Records from a data collection:
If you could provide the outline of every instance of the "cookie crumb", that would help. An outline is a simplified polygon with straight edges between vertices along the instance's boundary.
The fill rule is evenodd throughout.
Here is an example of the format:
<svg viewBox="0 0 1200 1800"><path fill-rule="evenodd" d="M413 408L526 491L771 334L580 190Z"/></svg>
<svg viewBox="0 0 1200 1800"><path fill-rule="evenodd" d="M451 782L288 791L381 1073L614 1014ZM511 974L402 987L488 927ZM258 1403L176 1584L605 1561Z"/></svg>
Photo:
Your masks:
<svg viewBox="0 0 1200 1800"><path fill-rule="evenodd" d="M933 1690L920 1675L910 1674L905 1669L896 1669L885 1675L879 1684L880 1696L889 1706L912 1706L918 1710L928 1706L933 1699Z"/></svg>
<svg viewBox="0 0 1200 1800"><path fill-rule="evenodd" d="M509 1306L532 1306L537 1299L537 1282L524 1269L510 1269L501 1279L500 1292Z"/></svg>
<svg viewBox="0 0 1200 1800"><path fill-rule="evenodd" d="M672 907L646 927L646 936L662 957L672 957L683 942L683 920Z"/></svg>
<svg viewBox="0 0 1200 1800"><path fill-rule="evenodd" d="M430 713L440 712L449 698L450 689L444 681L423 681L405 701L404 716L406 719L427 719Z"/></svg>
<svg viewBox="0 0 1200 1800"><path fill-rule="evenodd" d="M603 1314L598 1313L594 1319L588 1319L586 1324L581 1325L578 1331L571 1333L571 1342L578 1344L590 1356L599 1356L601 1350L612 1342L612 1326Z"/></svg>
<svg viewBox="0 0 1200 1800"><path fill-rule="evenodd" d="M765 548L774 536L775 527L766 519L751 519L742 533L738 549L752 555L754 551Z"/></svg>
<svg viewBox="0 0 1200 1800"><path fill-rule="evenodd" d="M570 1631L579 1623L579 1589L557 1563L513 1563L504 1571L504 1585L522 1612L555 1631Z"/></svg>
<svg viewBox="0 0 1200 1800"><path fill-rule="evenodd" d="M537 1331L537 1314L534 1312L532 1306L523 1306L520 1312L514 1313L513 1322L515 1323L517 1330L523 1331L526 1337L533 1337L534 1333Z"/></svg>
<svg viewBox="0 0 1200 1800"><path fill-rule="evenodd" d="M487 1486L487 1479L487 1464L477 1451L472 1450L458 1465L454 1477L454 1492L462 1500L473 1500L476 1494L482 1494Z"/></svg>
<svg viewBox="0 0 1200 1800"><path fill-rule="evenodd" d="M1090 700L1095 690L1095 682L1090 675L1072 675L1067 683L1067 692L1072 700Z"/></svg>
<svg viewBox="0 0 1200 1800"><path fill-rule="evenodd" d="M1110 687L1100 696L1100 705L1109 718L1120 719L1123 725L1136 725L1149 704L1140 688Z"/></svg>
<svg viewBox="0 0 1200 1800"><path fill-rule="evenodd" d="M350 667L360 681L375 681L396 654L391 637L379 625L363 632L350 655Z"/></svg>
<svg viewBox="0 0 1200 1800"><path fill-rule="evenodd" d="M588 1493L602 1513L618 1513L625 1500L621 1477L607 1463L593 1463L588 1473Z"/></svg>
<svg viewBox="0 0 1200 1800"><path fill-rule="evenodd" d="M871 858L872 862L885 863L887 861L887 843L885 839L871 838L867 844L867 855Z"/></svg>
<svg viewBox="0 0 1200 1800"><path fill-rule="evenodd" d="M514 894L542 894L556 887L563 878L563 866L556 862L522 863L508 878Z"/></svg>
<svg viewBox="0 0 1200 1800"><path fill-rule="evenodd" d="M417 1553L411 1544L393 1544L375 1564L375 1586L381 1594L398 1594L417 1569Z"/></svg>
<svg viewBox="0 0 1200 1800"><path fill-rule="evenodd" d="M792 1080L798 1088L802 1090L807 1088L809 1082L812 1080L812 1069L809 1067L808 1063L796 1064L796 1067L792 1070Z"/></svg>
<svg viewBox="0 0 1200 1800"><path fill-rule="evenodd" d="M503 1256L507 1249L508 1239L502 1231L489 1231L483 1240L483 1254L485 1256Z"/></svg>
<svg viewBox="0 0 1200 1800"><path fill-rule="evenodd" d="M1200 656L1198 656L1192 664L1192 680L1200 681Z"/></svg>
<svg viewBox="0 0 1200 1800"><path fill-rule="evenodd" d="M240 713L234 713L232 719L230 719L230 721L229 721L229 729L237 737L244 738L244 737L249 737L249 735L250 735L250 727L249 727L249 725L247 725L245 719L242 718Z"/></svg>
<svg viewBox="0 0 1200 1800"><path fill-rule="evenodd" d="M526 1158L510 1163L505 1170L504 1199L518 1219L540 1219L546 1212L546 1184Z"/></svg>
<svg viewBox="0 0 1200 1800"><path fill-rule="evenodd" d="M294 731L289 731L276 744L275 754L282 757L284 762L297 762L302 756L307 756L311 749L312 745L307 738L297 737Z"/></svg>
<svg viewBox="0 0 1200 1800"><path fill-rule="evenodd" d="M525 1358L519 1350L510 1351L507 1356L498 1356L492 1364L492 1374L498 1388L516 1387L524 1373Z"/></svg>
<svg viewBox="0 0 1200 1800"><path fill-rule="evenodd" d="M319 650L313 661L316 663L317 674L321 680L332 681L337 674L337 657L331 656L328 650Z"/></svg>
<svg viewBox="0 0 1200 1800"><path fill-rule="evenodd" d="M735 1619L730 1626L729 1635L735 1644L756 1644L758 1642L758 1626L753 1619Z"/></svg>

#### [Exercise requirements]
Write the entries above out again, verbatim.

#### [Task answer]
If you could provide the outline of every instance of the "cookie crumb", that would help. An outline is a simplified polygon with straight edges between vertices along the instance's boundary.
The fill rule is evenodd throughout.
Here is an example of the format:
<svg viewBox="0 0 1200 1800"><path fill-rule="evenodd" d="M413 408L526 491L771 334L580 190Z"/></svg>
<svg viewBox="0 0 1200 1800"><path fill-rule="evenodd" d="M451 782L288 791L381 1073L614 1014ZM511 974L402 987L488 927ZM258 1403L176 1584L605 1561Z"/></svg>
Photo:
Your masks:
<svg viewBox="0 0 1200 1800"><path fill-rule="evenodd" d="M933 1690L920 1675L910 1674L905 1669L896 1669L885 1675L879 1684L880 1696L889 1706L912 1706L918 1710L928 1706L933 1699Z"/></svg>
<svg viewBox="0 0 1200 1800"><path fill-rule="evenodd" d="M509 1306L532 1306L537 1299L537 1282L524 1269L510 1269L501 1279L500 1292Z"/></svg>
<svg viewBox="0 0 1200 1800"><path fill-rule="evenodd" d="M672 907L646 927L646 936L662 957L672 957L683 942L683 920Z"/></svg>
<svg viewBox="0 0 1200 1800"><path fill-rule="evenodd" d="M430 713L440 712L449 698L450 689L444 681L423 681L405 701L404 716L406 719L427 719Z"/></svg>
<svg viewBox="0 0 1200 1800"><path fill-rule="evenodd" d="M603 1314L598 1313L594 1319L588 1319L586 1324L581 1325L578 1331L571 1333L571 1342L578 1344L590 1356L599 1356L601 1350L612 1342L612 1326Z"/></svg>
<svg viewBox="0 0 1200 1800"><path fill-rule="evenodd" d="M765 548L774 536L775 527L766 519L751 519L742 533L738 549L752 555L754 551Z"/></svg>
<svg viewBox="0 0 1200 1800"><path fill-rule="evenodd" d="M570 1631L579 1623L579 1589L557 1563L513 1563L504 1571L504 1585L522 1612L555 1631Z"/></svg>
<svg viewBox="0 0 1200 1800"><path fill-rule="evenodd" d="M537 1331L537 1314L534 1312L532 1306L523 1306L520 1312L514 1313L513 1322L515 1323L517 1330L523 1331L526 1337L533 1337L534 1333Z"/></svg>
<svg viewBox="0 0 1200 1800"><path fill-rule="evenodd" d="M487 1486L487 1479L487 1464L477 1451L472 1450L458 1465L454 1477L454 1492L462 1500L473 1500L476 1494L482 1494Z"/></svg>
<svg viewBox="0 0 1200 1800"><path fill-rule="evenodd" d="M1090 700L1095 690L1095 682L1090 675L1072 675L1067 683L1067 692L1072 700Z"/></svg>
<svg viewBox="0 0 1200 1800"><path fill-rule="evenodd" d="M1110 687L1100 696L1100 705L1109 718L1120 719L1123 725L1136 725L1149 704L1140 688Z"/></svg>
<svg viewBox="0 0 1200 1800"><path fill-rule="evenodd" d="M350 667L360 681L375 681L396 654L391 637L379 625L363 632L350 655Z"/></svg>
<svg viewBox="0 0 1200 1800"><path fill-rule="evenodd" d="M588 1493L602 1513L618 1513L625 1500L621 1477L607 1463L593 1463L588 1473Z"/></svg>
<svg viewBox="0 0 1200 1800"><path fill-rule="evenodd" d="M871 858L872 862L885 863L887 861L887 843L885 839L871 838L867 844L867 855Z"/></svg>
<svg viewBox="0 0 1200 1800"><path fill-rule="evenodd" d="M514 894L542 894L556 887L563 878L563 866L556 862L522 863L508 878Z"/></svg>
<svg viewBox="0 0 1200 1800"><path fill-rule="evenodd" d="M417 1553L411 1544L393 1544L375 1564L375 1586L381 1594L398 1594L417 1569Z"/></svg>
<svg viewBox="0 0 1200 1800"><path fill-rule="evenodd" d="M792 1080L798 1088L802 1090L807 1088L809 1082L812 1080L812 1069L809 1067L808 1063L796 1064L796 1067L792 1070Z"/></svg>
<svg viewBox="0 0 1200 1800"><path fill-rule="evenodd" d="M503 1256L507 1249L508 1239L502 1231L489 1231L483 1240L483 1254L485 1256Z"/></svg>
<svg viewBox="0 0 1200 1800"><path fill-rule="evenodd" d="M1200 656L1198 656L1192 664L1192 680L1200 681Z"/></svg>
<svg viewBox="0 0 1200 1800"><path fill-rule="evenodd" d="M240 713L234 713L232 719L230 719L230 721L229 721L229 729L237 737L244 738L244 737L249 737L249 735L250 735L250 727L249 727L249 725L247 725L245 719L242 718Z"/></svg>
<svg viewBox="0 0 1200 1800"><path fill-rule="evenodd" d="M526 1158L510 1163L505 1170L504 1199L518 1219L540 1219L546 1212L546 1184Z"/></svg>
<svg viewBox="0 0 1200 1800"><path fill-rule="evenodd" d="M294 731L289 731L276 744L275 754L282 757L284 762L297 762L302 756L307 756L311 749L312 745L307 738L297 737Z"/></svg>
<svg viewBox="0 0 1200 1800"><path fill-rule="evenodd" d="M525 1358L519 1350L510 1351L507 1356L498 1356L492 1364L492 1374L498 1388L516 1387L524 1373Z"/></svg>
<svg viewBox="0 0 1200 1800"><path fill-rule="evenodd" d="M319 650L313 661L316 663L317 674L321 680L332 681L337 674L337 657L331 656L328 650Z"/></svg>
<svg viewBox="0 0 1200 1800"><path fill-rule="evenodd" d="M735 1619L730 1626L729 1635L735 1644L756 1644L758 1642L758 1626L753 1619Z"/></svg>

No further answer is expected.